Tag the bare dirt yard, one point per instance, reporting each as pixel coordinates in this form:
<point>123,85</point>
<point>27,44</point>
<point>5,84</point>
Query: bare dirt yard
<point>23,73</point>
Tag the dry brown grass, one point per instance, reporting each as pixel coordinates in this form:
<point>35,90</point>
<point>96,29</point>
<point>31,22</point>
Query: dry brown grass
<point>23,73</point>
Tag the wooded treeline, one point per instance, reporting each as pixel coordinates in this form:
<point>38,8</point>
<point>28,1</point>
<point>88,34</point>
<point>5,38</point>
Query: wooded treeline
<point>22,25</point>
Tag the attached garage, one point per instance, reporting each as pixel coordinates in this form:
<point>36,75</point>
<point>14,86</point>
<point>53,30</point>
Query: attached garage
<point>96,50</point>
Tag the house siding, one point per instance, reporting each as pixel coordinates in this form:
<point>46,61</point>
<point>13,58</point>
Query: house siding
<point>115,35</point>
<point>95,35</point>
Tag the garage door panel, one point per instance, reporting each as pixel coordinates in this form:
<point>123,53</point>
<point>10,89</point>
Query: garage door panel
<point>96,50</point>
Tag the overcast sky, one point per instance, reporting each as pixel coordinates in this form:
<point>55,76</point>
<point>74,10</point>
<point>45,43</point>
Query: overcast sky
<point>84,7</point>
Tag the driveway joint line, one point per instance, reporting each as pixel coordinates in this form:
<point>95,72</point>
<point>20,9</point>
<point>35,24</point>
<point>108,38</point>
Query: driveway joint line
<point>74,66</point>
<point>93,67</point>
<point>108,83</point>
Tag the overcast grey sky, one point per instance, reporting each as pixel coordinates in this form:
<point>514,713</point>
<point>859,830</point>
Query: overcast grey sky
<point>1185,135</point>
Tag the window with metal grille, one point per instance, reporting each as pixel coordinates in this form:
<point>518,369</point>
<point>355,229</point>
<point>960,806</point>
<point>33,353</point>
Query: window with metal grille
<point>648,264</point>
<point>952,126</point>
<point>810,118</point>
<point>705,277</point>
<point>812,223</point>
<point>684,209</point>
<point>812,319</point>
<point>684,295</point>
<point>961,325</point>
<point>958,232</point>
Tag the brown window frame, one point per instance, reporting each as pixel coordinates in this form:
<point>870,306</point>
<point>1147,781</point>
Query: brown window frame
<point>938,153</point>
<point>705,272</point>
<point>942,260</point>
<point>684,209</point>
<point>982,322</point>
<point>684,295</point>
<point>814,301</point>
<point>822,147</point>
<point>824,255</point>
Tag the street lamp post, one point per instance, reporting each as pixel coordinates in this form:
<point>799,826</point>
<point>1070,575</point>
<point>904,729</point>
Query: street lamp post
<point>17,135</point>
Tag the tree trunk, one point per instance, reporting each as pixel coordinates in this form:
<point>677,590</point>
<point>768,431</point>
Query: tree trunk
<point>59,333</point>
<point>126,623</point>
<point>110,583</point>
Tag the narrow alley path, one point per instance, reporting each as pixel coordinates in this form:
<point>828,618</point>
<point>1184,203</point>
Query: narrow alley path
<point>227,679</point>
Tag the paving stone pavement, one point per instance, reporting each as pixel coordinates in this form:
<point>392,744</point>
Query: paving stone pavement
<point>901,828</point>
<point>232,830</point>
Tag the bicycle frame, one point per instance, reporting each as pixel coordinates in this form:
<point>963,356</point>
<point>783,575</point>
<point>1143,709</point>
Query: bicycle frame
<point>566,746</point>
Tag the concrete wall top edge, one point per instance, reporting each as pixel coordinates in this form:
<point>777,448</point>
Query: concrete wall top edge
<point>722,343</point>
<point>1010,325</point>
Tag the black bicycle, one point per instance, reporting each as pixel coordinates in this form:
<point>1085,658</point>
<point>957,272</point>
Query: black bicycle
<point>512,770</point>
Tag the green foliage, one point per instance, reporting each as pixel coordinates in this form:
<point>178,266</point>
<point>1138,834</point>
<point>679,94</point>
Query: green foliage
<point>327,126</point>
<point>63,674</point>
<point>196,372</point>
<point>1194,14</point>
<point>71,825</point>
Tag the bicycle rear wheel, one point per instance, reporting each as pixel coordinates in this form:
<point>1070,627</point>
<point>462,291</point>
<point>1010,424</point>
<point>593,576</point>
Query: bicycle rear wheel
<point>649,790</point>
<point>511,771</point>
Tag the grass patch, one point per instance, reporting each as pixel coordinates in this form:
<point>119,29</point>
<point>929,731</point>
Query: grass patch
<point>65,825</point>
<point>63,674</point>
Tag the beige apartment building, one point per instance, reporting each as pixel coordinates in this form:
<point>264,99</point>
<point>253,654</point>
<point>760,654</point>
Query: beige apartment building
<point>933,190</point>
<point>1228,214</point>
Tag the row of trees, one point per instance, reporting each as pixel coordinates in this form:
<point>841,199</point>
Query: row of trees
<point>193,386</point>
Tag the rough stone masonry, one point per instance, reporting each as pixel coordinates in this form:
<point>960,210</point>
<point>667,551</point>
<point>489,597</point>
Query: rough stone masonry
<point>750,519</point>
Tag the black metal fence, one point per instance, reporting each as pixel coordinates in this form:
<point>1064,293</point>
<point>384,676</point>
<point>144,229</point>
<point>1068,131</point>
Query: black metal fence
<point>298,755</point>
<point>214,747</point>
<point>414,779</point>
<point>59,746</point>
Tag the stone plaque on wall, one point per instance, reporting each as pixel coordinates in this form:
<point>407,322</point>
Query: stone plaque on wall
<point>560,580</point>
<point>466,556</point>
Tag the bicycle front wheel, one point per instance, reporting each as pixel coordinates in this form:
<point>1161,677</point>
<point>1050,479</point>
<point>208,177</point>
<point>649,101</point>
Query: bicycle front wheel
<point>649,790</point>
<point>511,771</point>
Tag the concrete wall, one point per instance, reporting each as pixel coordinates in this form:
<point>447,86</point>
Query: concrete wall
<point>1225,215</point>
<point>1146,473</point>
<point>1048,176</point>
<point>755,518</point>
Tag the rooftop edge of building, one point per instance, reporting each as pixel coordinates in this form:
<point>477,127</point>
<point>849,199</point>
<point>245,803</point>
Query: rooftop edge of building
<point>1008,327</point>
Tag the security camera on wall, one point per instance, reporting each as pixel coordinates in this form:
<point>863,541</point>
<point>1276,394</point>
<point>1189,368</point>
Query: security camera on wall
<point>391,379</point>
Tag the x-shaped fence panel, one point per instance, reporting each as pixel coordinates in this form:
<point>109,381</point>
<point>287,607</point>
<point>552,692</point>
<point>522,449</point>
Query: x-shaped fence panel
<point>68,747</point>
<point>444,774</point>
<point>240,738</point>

> Written exercise:
Reproduce every one of the rows above verbatim, line for line.

> The answer:
Tag the bare dirt yard, one point per instance, reporting each as pixel coordinates in this form:
<point>123,85</point>
<point>27,44</point>
<point>5,84</point>
Query: bare dirt yard
<point>23,73</point>
Tag the dry brown grass, one point per instance, reporting each as pixel coordinates in this form:
<point>35,90</point>
<point>96,29</point>
<point>31,22</point>
Query: dry brown grass
<point>23,73</point>
Tag the wooded treeline, one point per instance, reporting each as pixel coordinates in this form:
<point>38,8</point>
<point>28,1</point>
<point>88,34</point>
<point>5,38</point>
Query: wooded treeline
<point>22,25</point>
Tag the attached garage, one point per instance, reporting each as pixel coordinates in this form:
<point>36,75</point>
<point>14,86</point>
<point>53,30</point>
Query: attached garage
<point>96,50</point>
Tag the house siding, one point per instance, reporting each as pixel coordinates in this form:
<point>46,61</point>
<point>13,58</point>
Query: house siding
<point>115,35</point>
<point>95,35</point>
Tag the garage door panel, one point per instance, reporting each as pixel coordinates in this form:
<point>123,53</point>
<point>10,89</point>
Query: garage door panel
<point>96,50</point>
Tag the overcast sky, one point per instance, reporting each as pixel coordinates in this form:
<point>55,76</point>
<point>74,10</point>
<point>45,43</point>
Query: overcast sky
<point>84,7</point>
Tag the driveway joint line, one point per instance, reporting each as pixel coordinates in this form:
<point>95,72</point>
<point>20,9</point>
<point>35,24</point>
<point>108,38</point>
Query: driveway joint line
<point>74,66</point>
<point>93,67</point>
<point>108,83</point>
Tag the overcast grey sky, one point per instance, reporting each as pixel coordinates in this form:
<point>514,713</point>
<point>859,830</point>
Query: overcast grey sky
<point>1185,135</point>
Tag the window with metal grille, one point per instance, reporting each as pixel coordinates in this form:
<point>518,369</point>
<point>355,229</point>
<point>960,806</point>
<point>33,353</point>
Query: window with metal grille
<point>648,264</point>
<point>952,126</point>
<point>810,118</point>
<point>705,277</point>
<point>812,223</point>
<point>684,209</point>
<point>812,319</point>
<point>684,295</point>
<point>961,325</point>
<point>958,232</point>
Tag the brown window frame, one point per instance, reporting each as pixel coordinates in this form:
<point>870,306</point>
<point>1147,781</point>
Query: brown window frame
<point>938,153</point>
<point>705,272</point>
<point>942,260</point>
<point>684,209</point>
<point>982,322</point>
<point>684,295</point>
<point>814,301</point>
<point>822,147</point>
<point>824,255</point>
Tag the street lamp post, one point per instance, reporting each as pixel coordinates in this form:
<point>799,826</point>
<point>1070,575</point>
<point>904,729</point>
Query: street lamp post
<point>17,135</point>
Tag the tree trunk, one point per instance, reporting each as pixel coordinates in this form:
<point>677,590</point>
<point>768,431</point>
Query: tree trunk
<point>59,333</point>
<point>126,623</point>
<point>110,583</point>
Tag the narrow alley path, one point per instance, reporting each as pixel coordinates in this form:
<point>828,618</point>
<point>1184,203</point>
Query: narrow alley path
<point>227,679</point>
Tag the paving stone pavement, one point per instance, reporting each as pixel coordinates in this form:
<point>392,744</point>
Query: paving stone pavement
<point>901,828</point>
<point>232,830</point>
Tag the bicycle frame, one point per instance, reporting each as pixel coordinates in this form:
<point>963,356</point>
<point>783,575</point>
<point>1143,709</point>
Query: bicycle frame
<point>566,746</point>
Tag the concrete wall top edge, one point per instance, reporting each as pixel coordinates in this form:
<point>777,448</point>
Query: concrete wall top edge
<point>722,343</point>
<point>1010,325</point>
Tag the black bicycle, one point per instance, reporting each as pixel coordinates in this form:
<point>1085,658</point>
<point>957,272</point>
Query: black bicycle
<point>512,770</point>
Tag the green foliage, one point per instance, reporting each as pixel coordinates in this form:
<point>178,266</point>
<point>1138,834</point>
<point>679,94</point>
Query: green foliage
<point>327,126</point>
<point>63,674</point>
<point>196,372</point>
<point>1194,14</point>
<point>71,825</point>
Tag the bicycle rear wheel, one point per instance, reporting each as pixel coordinates in this form:
<point>1070,627</point>
<point>462,291</point>
<point>1010,424</point>
<point>593,576</point>
Query: bicycle rear wheel
<point>649,790</point>
<point>511,771</point>
Tag the grass patch, one point per instance, reporting each as pixel coordinates in this form:
<point>119,29</point>
<point>929,731</point>
Query: grass patch
<point>65,825</point>
<point>63,674</point>
Tag the beige apartment building, one point per instance, reporting each as pixel coordinates in this form:
<point>264,99</point>
<point>253,654</point>
<point>760,654</point>
Query: beige apartment building
<point>933,190</point>
<point>1228,214</point>
Tag the row of trees, one point per instance, reporting each as pixel coordinates in this form:
<point>841,199</point>
Query: row of trees
<point>193,386</point>
Tag the rough stone masonry, one point per instance, reporting each as pixel coordinates in this form:
<point>960,210</point>
<point>667,551</point>
<point>489,597</point>
Query: rough stone masonry
<point>750,519</point>
Tag the black metal fence, one point per instance, reporting each as pixel coordinates in this form:
<point>1064,293</point>
<point>384,676</point>
<point>144,229</point>
<point>1068,131</point>
Query: black metal fence
<point>298,755</point>
<point>214,747</point>
<point>414,779</point>
<point>59,746</point>
Tag the stone plaque on wall, one point per instance, reporting each as pixel coordinates in this form:
<point>407,322</point>
Query: stone plaque on wall
<point>560,580</point>
<point>466,556</point>
Tag the bicycle front wheel, one point per instance, reporting each as pixel coordinates in this form:
<point>1161,677</point>
<point>1050,479</point>
<point>208,177</point>
<point>649,101</point>
Query: bicycle front wheel
<point>649,790</point>
<point>511,771</point>
Tag the concrete wall, one point per instance, reporting each as pixel coordinates in this form:
<point>447,86</point>
Query: concrete wall
<point>1225,215</point>
<point>1146,473</point>
<point>1048,176</point>
<point>755,518</point>
Tag the rooftop edge of building, one point per instance, reporting each as pixel coordinates in this form:
<point>477,127</point>
<point>849,199</point>
<point>245,803</point>
Query: rooftop edge of building
<point>1008,327</point>
Tag the security camera on wall, one point per instance, reporting each as pixel coordinates in this form:
<point>863,541</point>
<point>1276,394</point>
<point>1189,368</point>
Query: security camera on wall
<point>391,379</point>
Tag the x-shaped fence panel, one point per instance, reporting each as pixel coordinates in this form:
<point>109,381</point>
<point>287,607</point>
<point>552,692</point>
<point>522,449</point>
Query: x-shaped fence panel
<point>68,747</point>
<point>444,774</point>
<point>240,738</point>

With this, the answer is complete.